### WORK ORDER
Go through the records and copy each line where the string "vest" occurs.

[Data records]
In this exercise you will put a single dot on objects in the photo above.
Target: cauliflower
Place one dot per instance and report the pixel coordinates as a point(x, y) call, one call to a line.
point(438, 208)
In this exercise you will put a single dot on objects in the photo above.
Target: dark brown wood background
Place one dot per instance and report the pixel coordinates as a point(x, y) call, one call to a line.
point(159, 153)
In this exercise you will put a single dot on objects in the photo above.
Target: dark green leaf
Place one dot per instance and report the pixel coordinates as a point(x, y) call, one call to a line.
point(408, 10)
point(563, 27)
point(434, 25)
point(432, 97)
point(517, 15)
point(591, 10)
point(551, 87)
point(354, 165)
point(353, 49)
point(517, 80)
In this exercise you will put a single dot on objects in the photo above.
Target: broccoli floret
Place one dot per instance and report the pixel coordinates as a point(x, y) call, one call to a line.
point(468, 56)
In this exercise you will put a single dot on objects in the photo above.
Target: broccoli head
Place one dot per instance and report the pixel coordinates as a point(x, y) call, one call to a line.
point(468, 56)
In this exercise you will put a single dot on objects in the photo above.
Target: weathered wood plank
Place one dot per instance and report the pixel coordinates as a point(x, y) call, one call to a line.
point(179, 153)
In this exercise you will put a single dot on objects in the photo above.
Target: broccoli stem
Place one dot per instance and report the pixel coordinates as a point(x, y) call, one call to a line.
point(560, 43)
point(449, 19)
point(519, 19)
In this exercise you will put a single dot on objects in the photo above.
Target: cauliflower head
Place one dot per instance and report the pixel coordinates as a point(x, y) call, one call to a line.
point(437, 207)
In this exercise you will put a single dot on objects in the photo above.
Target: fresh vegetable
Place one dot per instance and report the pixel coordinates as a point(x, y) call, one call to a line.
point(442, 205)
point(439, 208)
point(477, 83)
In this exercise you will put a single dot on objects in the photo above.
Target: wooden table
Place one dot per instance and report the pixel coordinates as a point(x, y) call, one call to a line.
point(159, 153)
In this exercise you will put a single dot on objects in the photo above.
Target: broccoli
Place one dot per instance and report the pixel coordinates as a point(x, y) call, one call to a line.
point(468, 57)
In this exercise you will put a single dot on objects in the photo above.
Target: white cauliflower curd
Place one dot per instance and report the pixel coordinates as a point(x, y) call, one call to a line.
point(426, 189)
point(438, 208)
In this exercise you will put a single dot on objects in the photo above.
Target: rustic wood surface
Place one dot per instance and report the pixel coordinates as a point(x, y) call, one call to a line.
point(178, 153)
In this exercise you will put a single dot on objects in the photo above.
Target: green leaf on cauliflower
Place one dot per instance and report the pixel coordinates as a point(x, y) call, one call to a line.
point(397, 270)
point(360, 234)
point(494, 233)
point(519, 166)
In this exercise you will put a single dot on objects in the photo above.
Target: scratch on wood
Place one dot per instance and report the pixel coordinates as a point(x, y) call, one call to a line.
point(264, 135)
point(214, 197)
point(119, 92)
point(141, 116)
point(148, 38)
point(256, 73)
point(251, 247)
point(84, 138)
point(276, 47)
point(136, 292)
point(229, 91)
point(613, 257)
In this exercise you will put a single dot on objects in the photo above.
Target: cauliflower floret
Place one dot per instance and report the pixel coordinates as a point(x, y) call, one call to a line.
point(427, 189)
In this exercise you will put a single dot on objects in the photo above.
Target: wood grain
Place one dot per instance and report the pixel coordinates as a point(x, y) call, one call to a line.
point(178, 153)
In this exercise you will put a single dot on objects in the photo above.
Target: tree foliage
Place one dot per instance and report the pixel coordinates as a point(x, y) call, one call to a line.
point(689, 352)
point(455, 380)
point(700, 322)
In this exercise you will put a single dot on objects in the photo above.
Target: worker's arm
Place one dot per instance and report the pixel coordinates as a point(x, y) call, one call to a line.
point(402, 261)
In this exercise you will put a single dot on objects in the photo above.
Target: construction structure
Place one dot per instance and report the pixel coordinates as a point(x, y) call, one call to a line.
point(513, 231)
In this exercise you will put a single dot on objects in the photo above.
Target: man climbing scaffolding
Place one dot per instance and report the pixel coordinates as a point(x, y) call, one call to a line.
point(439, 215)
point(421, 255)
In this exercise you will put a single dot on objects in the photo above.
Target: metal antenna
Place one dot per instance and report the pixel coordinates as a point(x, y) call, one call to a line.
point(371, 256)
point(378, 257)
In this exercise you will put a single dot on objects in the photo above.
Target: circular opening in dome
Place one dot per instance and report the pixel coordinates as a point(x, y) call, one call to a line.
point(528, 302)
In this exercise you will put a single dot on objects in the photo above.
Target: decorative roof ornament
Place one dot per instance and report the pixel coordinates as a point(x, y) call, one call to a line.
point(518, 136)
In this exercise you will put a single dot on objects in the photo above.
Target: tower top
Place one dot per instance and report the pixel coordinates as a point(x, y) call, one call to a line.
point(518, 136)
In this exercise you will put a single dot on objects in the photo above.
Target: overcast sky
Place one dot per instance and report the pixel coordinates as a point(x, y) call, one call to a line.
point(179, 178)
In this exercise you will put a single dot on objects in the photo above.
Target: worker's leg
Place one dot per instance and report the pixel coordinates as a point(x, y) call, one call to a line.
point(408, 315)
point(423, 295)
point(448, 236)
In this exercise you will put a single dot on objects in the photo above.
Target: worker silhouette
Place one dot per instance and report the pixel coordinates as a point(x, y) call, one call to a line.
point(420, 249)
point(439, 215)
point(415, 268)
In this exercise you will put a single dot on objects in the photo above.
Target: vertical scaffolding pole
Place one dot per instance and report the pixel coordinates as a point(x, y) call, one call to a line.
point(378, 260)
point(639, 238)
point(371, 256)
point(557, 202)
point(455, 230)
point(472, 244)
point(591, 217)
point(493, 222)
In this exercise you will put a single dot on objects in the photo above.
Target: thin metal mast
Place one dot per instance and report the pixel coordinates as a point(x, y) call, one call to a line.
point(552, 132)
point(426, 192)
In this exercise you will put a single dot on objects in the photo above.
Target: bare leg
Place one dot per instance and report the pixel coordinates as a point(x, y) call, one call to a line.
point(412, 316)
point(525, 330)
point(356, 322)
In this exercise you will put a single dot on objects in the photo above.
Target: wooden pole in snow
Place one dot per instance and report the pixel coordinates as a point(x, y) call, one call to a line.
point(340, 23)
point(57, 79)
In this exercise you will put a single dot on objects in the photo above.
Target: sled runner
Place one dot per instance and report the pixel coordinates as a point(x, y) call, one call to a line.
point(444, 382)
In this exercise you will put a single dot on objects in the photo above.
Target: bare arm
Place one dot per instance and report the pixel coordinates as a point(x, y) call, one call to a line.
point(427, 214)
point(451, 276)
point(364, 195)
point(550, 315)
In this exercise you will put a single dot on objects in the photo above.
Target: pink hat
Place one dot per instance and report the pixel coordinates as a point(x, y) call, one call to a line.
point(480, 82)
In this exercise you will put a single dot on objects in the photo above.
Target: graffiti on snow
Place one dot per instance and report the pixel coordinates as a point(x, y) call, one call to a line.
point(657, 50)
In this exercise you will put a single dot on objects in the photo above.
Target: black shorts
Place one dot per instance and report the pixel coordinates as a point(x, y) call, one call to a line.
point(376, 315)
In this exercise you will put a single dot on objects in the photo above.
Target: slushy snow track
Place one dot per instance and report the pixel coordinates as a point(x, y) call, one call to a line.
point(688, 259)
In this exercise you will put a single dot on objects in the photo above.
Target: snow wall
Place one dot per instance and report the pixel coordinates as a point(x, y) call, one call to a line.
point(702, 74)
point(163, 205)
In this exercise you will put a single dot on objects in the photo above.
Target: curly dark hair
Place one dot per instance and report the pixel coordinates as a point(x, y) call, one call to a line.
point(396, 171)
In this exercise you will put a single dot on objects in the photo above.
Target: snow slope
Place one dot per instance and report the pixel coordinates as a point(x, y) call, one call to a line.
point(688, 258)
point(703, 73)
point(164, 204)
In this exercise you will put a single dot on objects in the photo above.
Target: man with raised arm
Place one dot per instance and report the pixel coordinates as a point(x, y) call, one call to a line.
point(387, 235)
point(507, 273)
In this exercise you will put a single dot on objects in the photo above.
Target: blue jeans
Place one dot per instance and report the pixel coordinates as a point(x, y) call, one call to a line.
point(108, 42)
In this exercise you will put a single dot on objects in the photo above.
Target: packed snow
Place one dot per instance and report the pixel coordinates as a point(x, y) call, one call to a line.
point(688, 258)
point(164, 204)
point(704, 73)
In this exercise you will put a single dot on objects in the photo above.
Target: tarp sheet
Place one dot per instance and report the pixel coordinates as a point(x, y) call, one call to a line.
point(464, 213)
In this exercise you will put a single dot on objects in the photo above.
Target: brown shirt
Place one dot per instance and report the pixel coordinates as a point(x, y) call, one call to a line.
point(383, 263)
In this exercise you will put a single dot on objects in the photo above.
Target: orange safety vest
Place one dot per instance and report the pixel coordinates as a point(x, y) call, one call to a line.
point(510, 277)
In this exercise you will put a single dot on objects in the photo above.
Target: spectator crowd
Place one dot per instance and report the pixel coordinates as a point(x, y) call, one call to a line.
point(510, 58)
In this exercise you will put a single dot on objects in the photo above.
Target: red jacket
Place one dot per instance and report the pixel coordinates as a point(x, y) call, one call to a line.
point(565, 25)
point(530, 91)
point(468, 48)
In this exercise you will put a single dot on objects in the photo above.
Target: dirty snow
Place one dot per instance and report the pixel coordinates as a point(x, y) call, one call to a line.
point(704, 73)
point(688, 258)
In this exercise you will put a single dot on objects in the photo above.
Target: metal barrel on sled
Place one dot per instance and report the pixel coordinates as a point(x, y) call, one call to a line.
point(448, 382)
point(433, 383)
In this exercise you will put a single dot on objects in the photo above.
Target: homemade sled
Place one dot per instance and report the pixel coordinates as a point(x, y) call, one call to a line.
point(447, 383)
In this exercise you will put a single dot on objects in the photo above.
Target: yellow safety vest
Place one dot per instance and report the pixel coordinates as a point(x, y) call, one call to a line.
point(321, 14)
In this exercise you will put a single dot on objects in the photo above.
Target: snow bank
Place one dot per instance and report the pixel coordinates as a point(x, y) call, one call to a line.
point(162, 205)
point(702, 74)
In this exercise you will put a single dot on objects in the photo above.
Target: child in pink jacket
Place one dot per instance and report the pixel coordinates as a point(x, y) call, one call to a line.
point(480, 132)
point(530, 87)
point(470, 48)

### SOLUTION
Target: orange safety vest
Target: yellow safety vest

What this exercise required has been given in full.